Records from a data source
--------------------------------
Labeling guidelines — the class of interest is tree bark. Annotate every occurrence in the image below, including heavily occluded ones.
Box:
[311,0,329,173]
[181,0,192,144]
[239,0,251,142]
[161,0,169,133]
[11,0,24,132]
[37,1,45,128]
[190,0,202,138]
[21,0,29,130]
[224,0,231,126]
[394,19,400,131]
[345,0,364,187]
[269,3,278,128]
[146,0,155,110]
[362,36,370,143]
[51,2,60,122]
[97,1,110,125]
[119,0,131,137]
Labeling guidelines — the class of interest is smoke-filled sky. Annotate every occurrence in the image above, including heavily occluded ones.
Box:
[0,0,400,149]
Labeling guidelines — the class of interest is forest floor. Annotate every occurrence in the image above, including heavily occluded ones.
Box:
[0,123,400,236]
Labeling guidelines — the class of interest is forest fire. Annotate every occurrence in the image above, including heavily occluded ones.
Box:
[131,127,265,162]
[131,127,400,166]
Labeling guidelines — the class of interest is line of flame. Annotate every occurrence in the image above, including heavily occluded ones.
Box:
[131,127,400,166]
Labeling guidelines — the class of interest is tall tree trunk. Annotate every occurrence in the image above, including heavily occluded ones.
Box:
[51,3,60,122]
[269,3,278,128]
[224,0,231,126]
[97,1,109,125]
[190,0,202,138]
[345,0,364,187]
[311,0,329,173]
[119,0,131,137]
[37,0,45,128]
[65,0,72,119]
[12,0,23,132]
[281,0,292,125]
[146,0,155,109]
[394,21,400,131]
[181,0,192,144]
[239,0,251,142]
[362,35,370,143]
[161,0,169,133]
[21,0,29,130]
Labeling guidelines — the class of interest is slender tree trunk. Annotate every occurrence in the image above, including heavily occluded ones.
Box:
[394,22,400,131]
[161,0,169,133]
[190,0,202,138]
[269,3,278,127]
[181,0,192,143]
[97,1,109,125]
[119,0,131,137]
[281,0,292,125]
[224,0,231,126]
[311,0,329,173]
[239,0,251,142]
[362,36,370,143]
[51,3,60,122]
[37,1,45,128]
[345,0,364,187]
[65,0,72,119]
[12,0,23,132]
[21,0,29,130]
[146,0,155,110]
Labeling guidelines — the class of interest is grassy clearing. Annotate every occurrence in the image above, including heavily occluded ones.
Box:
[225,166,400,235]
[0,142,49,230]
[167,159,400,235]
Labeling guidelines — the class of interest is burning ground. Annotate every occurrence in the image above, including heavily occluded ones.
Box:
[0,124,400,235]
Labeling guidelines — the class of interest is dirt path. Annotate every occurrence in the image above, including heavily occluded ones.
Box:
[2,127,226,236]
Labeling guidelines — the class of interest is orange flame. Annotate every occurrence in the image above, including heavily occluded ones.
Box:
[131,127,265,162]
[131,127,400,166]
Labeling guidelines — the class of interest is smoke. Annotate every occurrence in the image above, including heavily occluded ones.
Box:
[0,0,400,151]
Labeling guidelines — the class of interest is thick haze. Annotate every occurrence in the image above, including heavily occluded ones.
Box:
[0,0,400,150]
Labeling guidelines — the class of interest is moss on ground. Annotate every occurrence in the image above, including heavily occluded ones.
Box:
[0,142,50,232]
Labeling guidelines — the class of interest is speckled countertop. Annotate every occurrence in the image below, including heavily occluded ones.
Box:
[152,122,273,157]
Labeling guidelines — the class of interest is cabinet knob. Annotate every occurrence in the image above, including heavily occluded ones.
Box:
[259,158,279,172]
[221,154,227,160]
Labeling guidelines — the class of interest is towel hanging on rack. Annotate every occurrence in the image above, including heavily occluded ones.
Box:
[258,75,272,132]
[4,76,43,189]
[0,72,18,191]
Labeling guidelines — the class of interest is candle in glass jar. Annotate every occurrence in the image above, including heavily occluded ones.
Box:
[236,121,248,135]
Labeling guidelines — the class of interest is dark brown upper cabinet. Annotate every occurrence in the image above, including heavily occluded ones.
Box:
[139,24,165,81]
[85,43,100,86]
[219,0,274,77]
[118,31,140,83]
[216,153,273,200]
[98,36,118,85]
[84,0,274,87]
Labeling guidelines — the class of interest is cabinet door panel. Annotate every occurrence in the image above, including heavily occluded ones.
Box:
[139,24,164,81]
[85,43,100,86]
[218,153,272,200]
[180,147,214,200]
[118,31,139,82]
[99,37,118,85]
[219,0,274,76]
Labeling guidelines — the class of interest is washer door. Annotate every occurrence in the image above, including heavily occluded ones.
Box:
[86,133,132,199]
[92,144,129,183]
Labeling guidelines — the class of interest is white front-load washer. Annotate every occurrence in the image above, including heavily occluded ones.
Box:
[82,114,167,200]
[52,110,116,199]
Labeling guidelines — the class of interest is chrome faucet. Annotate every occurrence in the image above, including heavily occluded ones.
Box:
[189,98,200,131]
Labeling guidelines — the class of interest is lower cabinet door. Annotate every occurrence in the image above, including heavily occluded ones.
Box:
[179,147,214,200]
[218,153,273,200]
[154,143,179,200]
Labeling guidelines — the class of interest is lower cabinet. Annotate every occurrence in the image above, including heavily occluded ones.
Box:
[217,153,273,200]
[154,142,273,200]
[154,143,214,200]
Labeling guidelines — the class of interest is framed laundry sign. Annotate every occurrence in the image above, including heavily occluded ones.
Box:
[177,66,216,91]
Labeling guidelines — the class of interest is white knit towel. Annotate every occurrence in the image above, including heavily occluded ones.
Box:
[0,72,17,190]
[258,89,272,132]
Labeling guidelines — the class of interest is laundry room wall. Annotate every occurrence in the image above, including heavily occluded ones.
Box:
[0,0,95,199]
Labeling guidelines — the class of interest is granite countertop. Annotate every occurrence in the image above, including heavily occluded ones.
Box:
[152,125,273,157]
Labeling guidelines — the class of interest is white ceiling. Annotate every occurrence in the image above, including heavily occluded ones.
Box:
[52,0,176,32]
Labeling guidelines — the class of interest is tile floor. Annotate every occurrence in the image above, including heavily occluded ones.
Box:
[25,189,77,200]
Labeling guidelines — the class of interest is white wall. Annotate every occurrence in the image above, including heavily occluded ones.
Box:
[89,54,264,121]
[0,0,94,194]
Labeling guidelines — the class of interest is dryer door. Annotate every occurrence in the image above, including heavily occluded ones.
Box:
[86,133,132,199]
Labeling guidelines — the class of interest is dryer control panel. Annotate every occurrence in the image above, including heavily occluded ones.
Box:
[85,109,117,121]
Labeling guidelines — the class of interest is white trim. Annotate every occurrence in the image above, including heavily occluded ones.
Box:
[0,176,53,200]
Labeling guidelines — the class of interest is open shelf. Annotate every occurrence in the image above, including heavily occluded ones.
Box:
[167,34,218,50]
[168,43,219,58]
--------------------------------
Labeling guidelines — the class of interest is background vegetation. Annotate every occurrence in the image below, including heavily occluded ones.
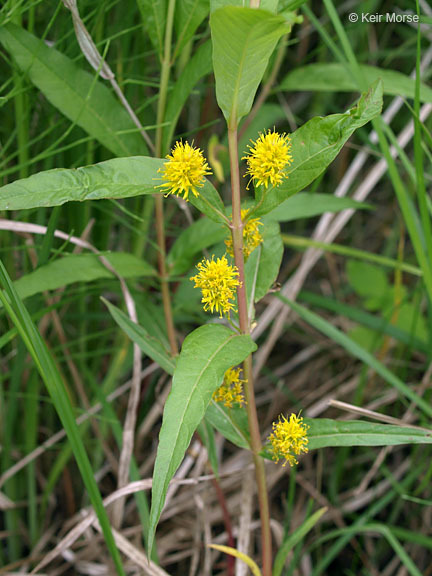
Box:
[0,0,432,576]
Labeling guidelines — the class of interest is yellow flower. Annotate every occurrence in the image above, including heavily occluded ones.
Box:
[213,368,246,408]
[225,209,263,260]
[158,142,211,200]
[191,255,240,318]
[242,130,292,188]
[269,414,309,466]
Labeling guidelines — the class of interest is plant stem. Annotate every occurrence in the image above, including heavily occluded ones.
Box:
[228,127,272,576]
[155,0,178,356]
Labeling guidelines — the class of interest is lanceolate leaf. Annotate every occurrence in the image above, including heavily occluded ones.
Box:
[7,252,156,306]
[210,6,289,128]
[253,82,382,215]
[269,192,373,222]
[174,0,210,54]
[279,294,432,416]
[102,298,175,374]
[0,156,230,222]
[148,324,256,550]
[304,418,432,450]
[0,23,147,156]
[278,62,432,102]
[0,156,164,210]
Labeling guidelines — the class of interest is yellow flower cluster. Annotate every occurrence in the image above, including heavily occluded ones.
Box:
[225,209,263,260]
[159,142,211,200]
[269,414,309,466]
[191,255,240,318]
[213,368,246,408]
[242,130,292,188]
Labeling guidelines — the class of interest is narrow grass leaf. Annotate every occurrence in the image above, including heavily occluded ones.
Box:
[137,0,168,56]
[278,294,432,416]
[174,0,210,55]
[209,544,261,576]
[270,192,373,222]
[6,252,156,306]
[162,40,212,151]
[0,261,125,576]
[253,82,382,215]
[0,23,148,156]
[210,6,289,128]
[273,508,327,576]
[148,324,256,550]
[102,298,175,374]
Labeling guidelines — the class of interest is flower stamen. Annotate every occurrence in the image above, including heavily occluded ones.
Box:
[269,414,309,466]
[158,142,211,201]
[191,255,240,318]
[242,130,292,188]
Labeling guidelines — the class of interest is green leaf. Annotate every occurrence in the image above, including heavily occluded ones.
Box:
--------------------------------
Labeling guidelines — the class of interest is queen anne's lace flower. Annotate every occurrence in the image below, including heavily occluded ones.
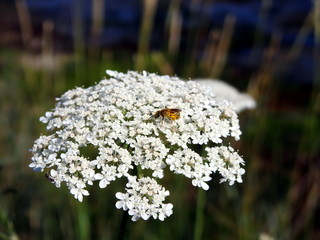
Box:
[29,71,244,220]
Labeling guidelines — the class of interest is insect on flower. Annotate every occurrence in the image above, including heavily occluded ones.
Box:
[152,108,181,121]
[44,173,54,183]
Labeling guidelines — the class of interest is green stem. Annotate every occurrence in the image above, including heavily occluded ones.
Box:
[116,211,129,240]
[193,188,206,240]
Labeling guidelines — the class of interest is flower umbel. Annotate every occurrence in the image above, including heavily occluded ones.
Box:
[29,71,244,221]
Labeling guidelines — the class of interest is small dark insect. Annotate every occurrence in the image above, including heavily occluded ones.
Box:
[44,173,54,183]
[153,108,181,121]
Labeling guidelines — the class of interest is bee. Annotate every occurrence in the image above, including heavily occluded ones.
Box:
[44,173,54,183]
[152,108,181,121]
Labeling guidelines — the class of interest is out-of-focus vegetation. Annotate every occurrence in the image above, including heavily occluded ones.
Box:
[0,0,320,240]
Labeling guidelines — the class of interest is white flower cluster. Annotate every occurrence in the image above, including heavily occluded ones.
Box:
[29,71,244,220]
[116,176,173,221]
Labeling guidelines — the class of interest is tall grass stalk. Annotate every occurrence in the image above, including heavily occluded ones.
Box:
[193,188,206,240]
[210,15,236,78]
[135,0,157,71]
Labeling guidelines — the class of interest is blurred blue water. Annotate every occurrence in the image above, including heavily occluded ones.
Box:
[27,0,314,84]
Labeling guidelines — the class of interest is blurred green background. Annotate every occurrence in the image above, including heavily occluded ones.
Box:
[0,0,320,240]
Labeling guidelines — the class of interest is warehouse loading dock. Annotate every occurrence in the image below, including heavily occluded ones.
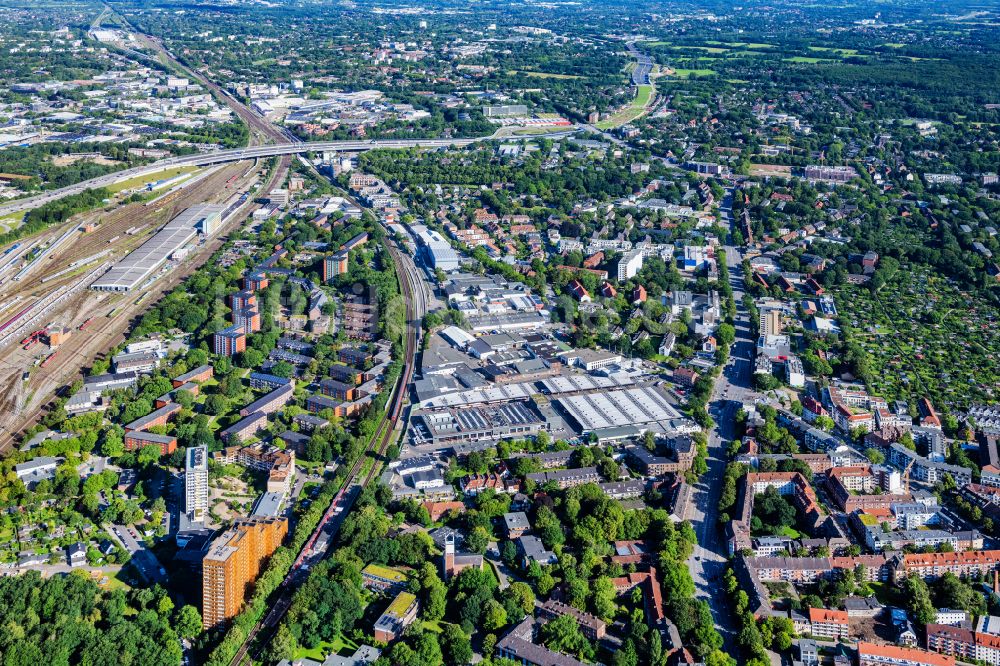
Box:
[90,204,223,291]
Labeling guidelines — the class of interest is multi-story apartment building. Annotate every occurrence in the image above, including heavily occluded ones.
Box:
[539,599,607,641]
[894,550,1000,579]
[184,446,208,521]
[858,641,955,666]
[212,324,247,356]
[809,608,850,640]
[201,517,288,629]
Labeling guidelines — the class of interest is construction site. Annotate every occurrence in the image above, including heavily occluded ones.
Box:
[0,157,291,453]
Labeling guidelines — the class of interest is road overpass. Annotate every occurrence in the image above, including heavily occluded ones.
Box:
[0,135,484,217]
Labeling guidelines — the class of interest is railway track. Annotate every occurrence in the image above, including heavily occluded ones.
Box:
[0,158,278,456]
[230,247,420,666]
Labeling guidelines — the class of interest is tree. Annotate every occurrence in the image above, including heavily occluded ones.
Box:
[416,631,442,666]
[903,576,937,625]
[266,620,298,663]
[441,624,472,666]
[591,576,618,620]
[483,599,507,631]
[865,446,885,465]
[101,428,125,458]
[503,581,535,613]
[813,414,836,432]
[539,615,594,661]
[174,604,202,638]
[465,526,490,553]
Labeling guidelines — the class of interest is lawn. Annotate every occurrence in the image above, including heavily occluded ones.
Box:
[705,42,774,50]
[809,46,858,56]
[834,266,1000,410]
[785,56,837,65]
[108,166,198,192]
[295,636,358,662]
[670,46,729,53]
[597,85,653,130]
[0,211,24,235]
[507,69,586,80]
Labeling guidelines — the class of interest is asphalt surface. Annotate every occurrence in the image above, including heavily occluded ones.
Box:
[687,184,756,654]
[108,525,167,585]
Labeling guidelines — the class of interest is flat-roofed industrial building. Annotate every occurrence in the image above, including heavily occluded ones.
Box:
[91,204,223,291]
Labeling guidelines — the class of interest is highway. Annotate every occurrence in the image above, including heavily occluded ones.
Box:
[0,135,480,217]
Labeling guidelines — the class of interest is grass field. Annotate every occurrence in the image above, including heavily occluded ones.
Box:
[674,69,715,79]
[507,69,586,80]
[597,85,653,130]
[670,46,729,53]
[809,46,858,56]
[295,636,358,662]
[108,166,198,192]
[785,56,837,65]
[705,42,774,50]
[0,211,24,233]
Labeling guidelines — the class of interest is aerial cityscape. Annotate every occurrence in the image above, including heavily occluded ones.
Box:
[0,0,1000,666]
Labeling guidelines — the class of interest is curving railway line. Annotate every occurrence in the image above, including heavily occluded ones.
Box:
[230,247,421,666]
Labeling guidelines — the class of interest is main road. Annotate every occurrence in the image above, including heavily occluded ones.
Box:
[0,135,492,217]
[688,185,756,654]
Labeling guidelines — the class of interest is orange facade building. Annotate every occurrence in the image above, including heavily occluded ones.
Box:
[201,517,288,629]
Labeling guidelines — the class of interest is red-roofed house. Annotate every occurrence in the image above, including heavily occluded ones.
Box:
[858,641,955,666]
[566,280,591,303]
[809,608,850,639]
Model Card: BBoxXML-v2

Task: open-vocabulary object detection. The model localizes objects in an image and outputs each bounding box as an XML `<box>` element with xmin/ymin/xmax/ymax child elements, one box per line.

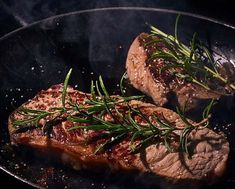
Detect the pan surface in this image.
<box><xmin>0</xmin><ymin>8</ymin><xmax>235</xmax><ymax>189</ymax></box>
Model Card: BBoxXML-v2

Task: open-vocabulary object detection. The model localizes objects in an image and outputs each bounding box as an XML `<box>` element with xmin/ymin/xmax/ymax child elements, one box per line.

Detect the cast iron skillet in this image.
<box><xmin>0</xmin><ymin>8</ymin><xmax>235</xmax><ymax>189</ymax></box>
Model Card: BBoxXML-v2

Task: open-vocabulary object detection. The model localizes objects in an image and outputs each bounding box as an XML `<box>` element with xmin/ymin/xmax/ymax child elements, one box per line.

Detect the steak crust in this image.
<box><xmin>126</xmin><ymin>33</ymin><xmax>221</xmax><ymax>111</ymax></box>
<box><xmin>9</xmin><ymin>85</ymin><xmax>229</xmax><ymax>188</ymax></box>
--------------------------------
What you will do: Return the lines of the listing above, unchanged, from the line holding "Labeling guidelines — the class of interest is open" through the line holding "[168,43,219,58]", both ends included.

Output:
Labeling guidelines — the class of interest is open shelf. Annotate every occurrence in the image above, including heavily occluded ones.
Box:
[167,34,218,50]
[168,43,219,58]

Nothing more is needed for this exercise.